### Task description:
Copy each of the entries below line for line, keeping every character unchanged.

### Record extracts:

# # # #

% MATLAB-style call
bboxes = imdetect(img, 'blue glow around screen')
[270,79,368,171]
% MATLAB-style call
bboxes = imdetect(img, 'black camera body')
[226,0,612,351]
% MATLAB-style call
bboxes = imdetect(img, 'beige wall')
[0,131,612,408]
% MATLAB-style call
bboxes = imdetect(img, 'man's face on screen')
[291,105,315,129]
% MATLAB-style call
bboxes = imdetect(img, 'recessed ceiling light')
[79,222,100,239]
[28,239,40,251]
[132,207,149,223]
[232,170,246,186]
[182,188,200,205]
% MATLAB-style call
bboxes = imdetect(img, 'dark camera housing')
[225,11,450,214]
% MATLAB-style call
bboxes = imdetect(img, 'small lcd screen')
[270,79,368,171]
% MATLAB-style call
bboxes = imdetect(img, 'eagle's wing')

# # # #

### Response for this exercise:
% MATLAB-style call
bboxes = imdetect(img, 'blue glow around screen')
[270,79,368,171]
% MATLAB-style call
bboxes = imdetect(img, 'black camera body')
[226,0,612,351]
% MATLAB-style call
bboxes = imdetect(img, 'beige wall')
[0,131,612,408]
% MATLAB-style call
bboxes = imdetect(img, 'man's face on screen')
[291,105,315,129]
% MATLAB-style call
bboxes = imdetect(img, 'recessed ceiling light')
[79,222,100,239]
[28,239,40,251]
[132,207,149,223]
[232,170,246,186]
[182,188,200,205]
% MATLAB-style call
bboxes = imdetect(img, 'dark camera housing')
[225,11,450,214]
% MATLAB-style call
bboxes = imdetect(img, 'small lcd screen')
[270,79,368,171]
% MATLAB-style call
bboxes = imdetect(img, 'eagle's wing')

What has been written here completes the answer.